Data Phoenix Digest - ISSUE 9.2023
Upcoming Data Phoenix community webinars: LLM evaluations, multilingual semantic search, rise in the use of synthetic data for regulated industries, how to use LLMs to interface with multiple data sources, best practices for building LLM-based applications, leveraging LLMs for enterprise usage.
Hey folks,
Welcome to this week's edition of Data Phoenix Digest! Today we will introduce you to the exciting list of Data Phoenix community webinars that our team has prepared for you.
Be active in our community and join our Slack to discuss the latest news of our community, top research papers, articles, events, jobs, and more...
Upcoming Data Phoenix webinars
LLM Evaluations - What and Why
Large language models are trained on billions of data points and perform exceptionally well across a wide range of tasks. However, one aspect where these models often fall short is their lack of determinism. While building a prototype of an LLM application has become remarkably easy, transforming that prototype into a fully-fledged product is equally challenging. Even with carefully crafted prompts, the model can exhibit problematic behavior such as hallucinations, incorrect output structures, toxic or biased responses, or irrelevant replies for certain inputs. The potential error modes can be extensive.
This is where a robust LLM evaluation tool like UpTrain comes to the rescue which empowers you to:
- Validate and correct the model's responses before presenting them to end-users.
- Obtain quantitative measures for experimenting with multiple prompts, model providers, and more.
- Conduct unit testing to ensure that no faulty prompts or code make their way into your production environment.
Join us for an insightful talk as we delve deep into the intricacies of assessing the performance and quality of LLMs and discover the best practices to ensure the reliability and accuracy of your LLM applications.
Multilingual Semantic Search
Connecting Large Language Models with embeddings and semantic search on your own data has become widely popular. But how does this work in other languages and across languages? Join me for this talk why multilingual semantic search is amazing, how respective models are trained, and new use-cases this unlocks.
Rise in the use of synthetic data for regulated industries
Synthetic data is evolving and becoming extremely important for organizations. This session will uncover facts about synthetic data. It will also talk about some of the most impactful use cases associated with it, along with challenges that companies face while harnessing its power.

* Dataset entries *

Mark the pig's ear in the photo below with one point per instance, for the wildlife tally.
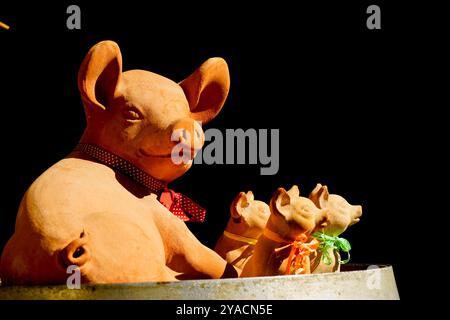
(207, 89)
(99, 74)
(241, 201)
(294, 191)
(280, 202)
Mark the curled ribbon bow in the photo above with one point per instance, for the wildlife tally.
(335, 243)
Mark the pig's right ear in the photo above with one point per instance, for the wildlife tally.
(100, 74)
(241, 201)
(280, 202)
(207, 89)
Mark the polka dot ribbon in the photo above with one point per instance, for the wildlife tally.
(180, 205)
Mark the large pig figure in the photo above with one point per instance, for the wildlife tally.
(106, 207)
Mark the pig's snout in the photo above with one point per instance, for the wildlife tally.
(189, 134)
(357, 213)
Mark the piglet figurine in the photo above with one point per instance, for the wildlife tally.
(286, 243)
(340, 215)
(106, 208)
(248, 218)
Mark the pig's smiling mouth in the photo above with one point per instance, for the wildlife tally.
(141, 152)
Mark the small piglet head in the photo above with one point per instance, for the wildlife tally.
(293, 214)
(141, 116)
(248, 216)
(341, 214)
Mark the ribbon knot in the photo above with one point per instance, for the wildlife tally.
(181, 206)
(299, 255)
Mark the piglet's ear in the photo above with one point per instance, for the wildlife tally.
(319, 196)
(100, 74)
(241, 201)
(280, 202)
(207, 89)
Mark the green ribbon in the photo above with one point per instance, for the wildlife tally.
(327, 242)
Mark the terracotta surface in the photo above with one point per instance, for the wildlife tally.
(248, 218)
(82, 212)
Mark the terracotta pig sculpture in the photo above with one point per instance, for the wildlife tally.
(106, 207)
(292, 220)
(340, 215)
(248, 218)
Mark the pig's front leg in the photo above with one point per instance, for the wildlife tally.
(196, 261)
(187, 255)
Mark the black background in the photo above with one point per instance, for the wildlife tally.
(341, 95)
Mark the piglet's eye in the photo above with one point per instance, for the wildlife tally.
(132, 114)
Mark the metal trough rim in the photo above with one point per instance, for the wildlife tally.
(311, 286)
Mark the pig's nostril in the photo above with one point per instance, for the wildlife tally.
(186, 135)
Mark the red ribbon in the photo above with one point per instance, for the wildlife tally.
(177, 203)
(181, 206)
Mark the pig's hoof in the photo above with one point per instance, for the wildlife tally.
(76, 252)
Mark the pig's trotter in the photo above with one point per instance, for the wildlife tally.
(76, 252)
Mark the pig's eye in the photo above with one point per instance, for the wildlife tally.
(132, 114)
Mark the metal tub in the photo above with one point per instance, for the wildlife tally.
(353, 282)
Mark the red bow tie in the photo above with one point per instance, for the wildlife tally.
(177, 203)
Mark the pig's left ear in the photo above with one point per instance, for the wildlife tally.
(207, 89)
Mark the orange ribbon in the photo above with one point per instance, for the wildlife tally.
(300, 251)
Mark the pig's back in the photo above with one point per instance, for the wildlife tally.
(71, 197)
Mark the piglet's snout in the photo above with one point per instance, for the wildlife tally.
(189, 134)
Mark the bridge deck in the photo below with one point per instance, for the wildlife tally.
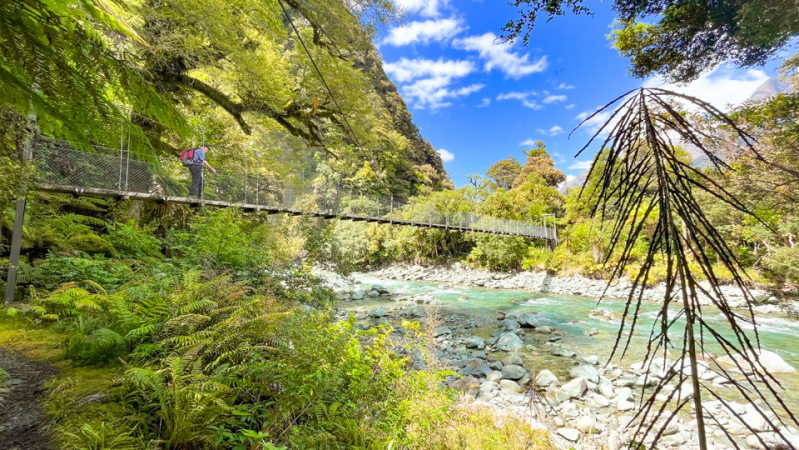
(194, 201)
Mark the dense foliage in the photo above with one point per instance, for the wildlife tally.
(218, 340)
(680, 38)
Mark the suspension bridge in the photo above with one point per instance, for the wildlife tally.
(116, 173)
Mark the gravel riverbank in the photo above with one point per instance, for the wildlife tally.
(585, 405)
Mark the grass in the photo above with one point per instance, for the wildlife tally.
(66, 402)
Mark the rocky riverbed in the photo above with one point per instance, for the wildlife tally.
(499, 357)
(457, 274)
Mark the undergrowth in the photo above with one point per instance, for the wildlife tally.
(226, 347)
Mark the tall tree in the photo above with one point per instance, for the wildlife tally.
(688, 36)
(503, 172)
(539, 163)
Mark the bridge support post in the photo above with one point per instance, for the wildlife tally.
(16, 247)
(19, 215)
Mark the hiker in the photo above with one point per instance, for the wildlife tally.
(194, 159)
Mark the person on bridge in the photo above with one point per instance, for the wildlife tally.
(196, 170)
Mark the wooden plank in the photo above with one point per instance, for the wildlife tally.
(270, 209)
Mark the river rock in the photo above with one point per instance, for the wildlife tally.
(557, 396)
(613, 441)
(476, 367)
(601, 400)
(587, 372)
(569, 434)
(527, 320)
(563, 352)
(591, 332)
(378, 312)
(466, 384)
(592, 359)
(495, 375)
(624, 405)
(545, 378)
(575, 388)
(513, 372)
(474, 342)
(380, 289)
(441, 331)
(770, 360)
(509, 342)
(587, 424)
(510, 385)
(509, 325)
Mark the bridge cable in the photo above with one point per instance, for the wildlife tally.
(319, 72)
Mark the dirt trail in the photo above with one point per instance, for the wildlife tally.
(23, 424)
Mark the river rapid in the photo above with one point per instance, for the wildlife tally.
(583, 326)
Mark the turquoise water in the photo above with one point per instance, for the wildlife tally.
(573, 315)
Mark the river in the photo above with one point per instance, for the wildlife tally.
(573, 316)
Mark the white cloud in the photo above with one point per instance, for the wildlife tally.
(433, 92)
(500, 55)
(554, 131)
(593, 124)
(406, 70)
(424, 32)
(554, 99)
(580, 165)
(523, 97)
(427, 8)
(427, 82)
(721, 87)
(445, 155)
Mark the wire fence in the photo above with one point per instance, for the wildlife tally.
(117, 172)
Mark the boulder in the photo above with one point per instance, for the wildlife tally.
(495, 376)
(624, 405)
(770, 360)
(592, 359)
(557, 396)
(466, 384)
(527, 320)
(545, 378)
(378, 312)
(476, 367)
(512, 359)
(513, 372)
(474, 342)
(441, 331)
(601, 400)
(575, 388)
(509, 342)
(587, 424)
(509, 325)
(510, 385)
(563, 352)
(587, 372)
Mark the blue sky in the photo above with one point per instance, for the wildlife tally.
(477, 101)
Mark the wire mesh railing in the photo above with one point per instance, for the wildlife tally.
(117, 172)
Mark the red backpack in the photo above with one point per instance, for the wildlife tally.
(187, 157)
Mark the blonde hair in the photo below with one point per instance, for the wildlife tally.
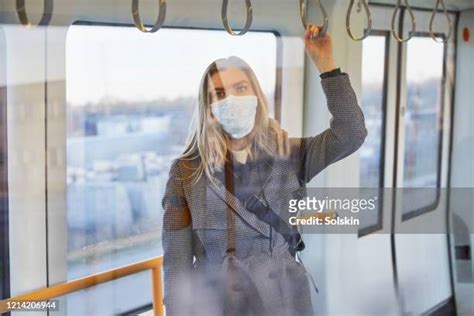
(208, 143)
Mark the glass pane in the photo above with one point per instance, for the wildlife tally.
(423, 117)
(130, 98)
(373, 105)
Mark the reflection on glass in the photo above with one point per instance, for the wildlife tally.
(373, 105)
(423, 117)
(130, 99)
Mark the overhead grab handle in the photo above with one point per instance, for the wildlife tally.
(225, 20)
(324, 29)
(413, 22)
(23, 17)
(369, 20)
(138, 21)
(435, 11)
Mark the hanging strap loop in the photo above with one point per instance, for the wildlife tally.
(303, 12)
(159, 22)
(23, 16)
(369, 20)
(435, 11)
(413, 22)
(225, 19)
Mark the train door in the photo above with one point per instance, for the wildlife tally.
(424, 87)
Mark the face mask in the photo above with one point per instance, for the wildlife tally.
(236, 114)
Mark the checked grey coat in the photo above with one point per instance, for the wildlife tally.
(195, 219)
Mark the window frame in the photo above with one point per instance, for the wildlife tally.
(379, 224)
(407, 215)
(4, 209)
(277, 93)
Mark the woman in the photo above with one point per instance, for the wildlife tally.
(226, 201)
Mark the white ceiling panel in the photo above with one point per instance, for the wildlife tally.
(456, 5)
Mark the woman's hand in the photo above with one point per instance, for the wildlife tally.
(319, 49)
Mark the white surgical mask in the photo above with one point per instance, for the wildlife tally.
(236, 114)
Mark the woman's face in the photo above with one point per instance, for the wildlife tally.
(232, 81)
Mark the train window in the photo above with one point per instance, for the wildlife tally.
(423, 124)
(373, 103)
(130, 98)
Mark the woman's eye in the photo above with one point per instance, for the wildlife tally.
(241, 89)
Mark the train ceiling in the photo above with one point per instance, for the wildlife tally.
(455, 5)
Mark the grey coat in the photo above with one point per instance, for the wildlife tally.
(194, 223)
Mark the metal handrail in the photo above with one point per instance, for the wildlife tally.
(413, 21)
(138, 21)
(369, 20)
(325, 26)
(23, 16)
(435, 11)
(225, 19)
(58, 290)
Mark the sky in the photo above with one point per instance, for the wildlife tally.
(122, 63)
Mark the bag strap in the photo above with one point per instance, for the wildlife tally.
(289, 232)
(229, 184)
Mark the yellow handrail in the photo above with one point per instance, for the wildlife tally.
(58, 290)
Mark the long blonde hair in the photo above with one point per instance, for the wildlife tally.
(208, 143)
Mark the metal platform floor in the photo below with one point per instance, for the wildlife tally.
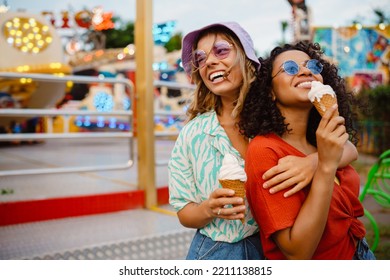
(131, 235)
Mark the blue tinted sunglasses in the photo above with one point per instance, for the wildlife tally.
(292, 68)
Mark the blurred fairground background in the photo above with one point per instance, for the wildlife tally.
(90, 106)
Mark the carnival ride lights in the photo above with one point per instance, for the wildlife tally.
(30, 44)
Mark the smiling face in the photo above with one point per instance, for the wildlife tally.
(223, 76)
(291, 90)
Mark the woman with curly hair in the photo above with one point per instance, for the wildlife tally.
(220, 59)
(321, 221)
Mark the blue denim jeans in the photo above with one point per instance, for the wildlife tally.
(204, 248)
(363, 251)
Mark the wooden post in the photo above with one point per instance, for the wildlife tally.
(145, 99)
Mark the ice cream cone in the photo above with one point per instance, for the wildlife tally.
(238, 187)
(324, 103)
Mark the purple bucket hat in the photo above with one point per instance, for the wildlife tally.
(243, 36)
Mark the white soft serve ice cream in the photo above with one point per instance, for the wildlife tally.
(318, 90)
(231, 169)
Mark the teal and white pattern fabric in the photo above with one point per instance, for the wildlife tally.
(193, 174)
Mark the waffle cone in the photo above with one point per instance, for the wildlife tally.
(237, 186)
(324, 103)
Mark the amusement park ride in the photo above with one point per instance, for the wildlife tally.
(32, 44)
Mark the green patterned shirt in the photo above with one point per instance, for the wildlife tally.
(193, 174)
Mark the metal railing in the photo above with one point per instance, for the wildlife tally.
(67, 113)
(77, 135)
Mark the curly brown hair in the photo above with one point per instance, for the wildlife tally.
(261, 116)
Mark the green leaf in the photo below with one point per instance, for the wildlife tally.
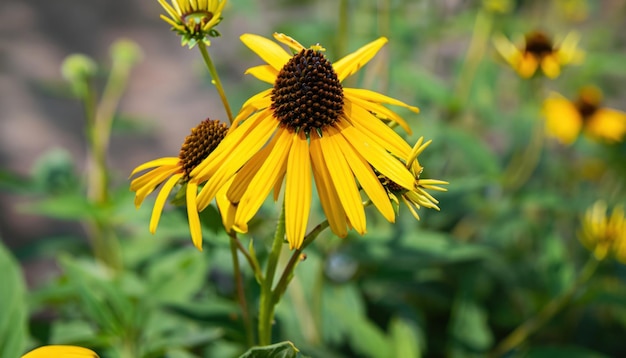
(278, 350)
(13, 313)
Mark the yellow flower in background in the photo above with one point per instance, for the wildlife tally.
(604, 235)
(60, 351)
(307, 123)
(203, 139)
(565, 119)
(194, 20)
(539, 51)
(418, 196)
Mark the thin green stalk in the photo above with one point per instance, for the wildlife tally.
(267, 305)
(241, 296)
(522, 332)
(216, 79)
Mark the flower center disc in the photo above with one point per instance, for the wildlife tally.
(307, 93)
(539, 44)
(203, 139)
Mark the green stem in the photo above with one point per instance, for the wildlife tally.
(216, 79)
(522, 332)
(241, 296)
(266, 309)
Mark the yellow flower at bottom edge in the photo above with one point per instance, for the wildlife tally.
(565, 119)
(308, 123)
(204, 138)
(418, 196)
(60, 351)
(604, 235)
(539, 52)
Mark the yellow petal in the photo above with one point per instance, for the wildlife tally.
(286, 40)
(367, 179)
(377, 156)
(343, 179)
(149, 182)
(326, 191)
(160, 201)
(169, 161)
(260, 186)
(265, 73)
(550, 66)
(192, 215)
(267, 49)
(377, 131)
(377, 109)
(61, 351)
(607, 124)
(563, 121)
(297, 191)
(236, 149)
(354, 61)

* Task description *
Rewrite everything in the digest from "This is where" down to "your production environment.", using "integration testing" in place of "unit testing".

* Exercise result *
This is where a robust LLM evaluation tool like UpTrain comes to the rescue which empowers you to:
- Validate and correct the model's responses before presenting them to end-users.
- Obtain quantitative measures for experimenting with multiple prompts, model providers, and more.
- Conduct integration testing to ensure that no faulty prompts or code make their way into your production environment.